### Prompt
Lines below that include the word "abstract" should each be copied.

### Records to use
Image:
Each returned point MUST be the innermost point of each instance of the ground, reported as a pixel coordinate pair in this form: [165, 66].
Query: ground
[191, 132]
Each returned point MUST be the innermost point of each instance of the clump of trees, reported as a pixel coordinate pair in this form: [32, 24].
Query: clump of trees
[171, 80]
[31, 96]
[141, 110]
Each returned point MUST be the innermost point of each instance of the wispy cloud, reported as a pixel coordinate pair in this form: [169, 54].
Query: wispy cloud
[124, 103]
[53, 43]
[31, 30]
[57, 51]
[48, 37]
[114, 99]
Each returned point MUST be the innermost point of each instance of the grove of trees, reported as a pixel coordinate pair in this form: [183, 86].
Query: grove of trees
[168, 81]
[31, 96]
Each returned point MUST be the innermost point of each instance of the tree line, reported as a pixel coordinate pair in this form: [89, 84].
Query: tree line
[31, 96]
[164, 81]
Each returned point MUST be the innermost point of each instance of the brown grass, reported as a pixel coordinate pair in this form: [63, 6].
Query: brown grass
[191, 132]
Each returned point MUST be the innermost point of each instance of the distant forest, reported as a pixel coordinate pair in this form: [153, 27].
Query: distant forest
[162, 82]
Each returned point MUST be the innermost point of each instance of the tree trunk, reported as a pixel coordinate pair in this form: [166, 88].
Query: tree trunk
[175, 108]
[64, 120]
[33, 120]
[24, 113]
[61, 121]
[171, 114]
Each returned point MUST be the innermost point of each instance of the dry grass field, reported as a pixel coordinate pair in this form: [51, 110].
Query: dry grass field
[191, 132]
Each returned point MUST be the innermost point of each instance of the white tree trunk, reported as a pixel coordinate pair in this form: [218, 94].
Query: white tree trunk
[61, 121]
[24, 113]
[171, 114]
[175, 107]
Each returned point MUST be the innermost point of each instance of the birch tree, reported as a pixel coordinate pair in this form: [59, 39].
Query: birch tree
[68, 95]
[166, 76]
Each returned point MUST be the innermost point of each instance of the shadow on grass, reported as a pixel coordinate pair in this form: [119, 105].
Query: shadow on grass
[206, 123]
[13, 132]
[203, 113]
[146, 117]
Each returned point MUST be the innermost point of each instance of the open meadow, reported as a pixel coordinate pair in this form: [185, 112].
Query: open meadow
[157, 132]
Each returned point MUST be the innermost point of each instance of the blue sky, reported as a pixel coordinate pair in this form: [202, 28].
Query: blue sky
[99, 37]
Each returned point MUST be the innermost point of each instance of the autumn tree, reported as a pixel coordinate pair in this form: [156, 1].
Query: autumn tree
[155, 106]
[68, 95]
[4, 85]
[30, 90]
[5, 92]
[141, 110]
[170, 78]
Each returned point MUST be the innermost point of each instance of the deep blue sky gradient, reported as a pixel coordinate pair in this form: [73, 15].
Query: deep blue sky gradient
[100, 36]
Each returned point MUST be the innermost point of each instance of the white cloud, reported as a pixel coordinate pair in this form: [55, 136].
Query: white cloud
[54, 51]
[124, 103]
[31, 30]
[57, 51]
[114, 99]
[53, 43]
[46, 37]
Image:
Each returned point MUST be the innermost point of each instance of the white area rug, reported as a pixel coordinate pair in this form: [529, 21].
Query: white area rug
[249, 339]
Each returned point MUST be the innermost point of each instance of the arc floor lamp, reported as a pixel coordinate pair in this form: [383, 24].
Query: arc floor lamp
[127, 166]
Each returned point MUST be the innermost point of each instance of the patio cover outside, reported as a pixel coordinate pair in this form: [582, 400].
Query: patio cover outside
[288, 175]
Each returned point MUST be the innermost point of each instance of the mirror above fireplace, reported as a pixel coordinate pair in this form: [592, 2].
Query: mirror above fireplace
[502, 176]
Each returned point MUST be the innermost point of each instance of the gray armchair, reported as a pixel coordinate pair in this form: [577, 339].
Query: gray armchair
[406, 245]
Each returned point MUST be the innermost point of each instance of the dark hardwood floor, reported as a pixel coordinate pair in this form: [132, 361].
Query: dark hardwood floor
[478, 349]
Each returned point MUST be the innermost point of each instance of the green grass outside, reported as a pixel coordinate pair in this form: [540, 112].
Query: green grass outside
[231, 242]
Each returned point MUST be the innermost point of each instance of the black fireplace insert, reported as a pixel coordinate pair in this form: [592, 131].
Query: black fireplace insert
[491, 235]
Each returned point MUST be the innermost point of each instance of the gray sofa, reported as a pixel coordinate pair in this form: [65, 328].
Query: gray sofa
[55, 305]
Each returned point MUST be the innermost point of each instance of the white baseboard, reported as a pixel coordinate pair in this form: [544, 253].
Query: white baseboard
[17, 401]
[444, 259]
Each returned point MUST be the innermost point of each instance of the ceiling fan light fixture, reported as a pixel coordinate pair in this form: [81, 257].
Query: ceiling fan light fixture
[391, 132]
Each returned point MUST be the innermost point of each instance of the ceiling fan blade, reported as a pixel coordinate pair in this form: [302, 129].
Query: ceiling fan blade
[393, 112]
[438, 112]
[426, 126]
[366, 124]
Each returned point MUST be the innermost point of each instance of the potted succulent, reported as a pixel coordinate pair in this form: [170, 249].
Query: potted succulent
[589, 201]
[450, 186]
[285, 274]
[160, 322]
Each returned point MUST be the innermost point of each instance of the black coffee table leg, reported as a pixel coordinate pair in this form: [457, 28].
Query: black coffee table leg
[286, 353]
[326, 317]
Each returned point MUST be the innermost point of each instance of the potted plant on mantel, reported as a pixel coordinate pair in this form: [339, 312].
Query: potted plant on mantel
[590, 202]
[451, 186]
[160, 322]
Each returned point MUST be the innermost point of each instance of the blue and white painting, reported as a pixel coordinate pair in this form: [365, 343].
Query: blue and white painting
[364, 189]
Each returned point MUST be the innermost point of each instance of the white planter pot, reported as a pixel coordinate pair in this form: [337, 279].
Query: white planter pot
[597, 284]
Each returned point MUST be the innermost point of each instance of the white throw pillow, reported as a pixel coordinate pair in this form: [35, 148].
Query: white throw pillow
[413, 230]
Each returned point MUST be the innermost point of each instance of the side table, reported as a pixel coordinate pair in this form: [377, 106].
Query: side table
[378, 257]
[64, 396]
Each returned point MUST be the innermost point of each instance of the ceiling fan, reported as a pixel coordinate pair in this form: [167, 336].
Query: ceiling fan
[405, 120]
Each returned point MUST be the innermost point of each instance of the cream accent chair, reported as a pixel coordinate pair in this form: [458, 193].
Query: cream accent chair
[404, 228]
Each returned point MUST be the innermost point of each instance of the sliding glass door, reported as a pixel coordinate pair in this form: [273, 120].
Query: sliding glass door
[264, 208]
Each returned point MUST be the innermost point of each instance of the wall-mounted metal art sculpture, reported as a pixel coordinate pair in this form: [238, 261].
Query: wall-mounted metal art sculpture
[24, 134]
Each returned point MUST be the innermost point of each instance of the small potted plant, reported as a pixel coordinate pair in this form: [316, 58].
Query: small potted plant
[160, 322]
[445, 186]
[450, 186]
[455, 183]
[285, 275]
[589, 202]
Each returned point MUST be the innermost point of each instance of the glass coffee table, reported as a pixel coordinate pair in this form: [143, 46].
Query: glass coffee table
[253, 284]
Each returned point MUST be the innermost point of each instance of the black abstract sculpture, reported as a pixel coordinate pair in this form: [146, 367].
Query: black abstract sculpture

### Task result
Each returned point MUST be the innermost point of each instance of the black abstract sculpture, reported as a pixel coordinate pair in this form: [146, 367].
Query: black abstract sculpture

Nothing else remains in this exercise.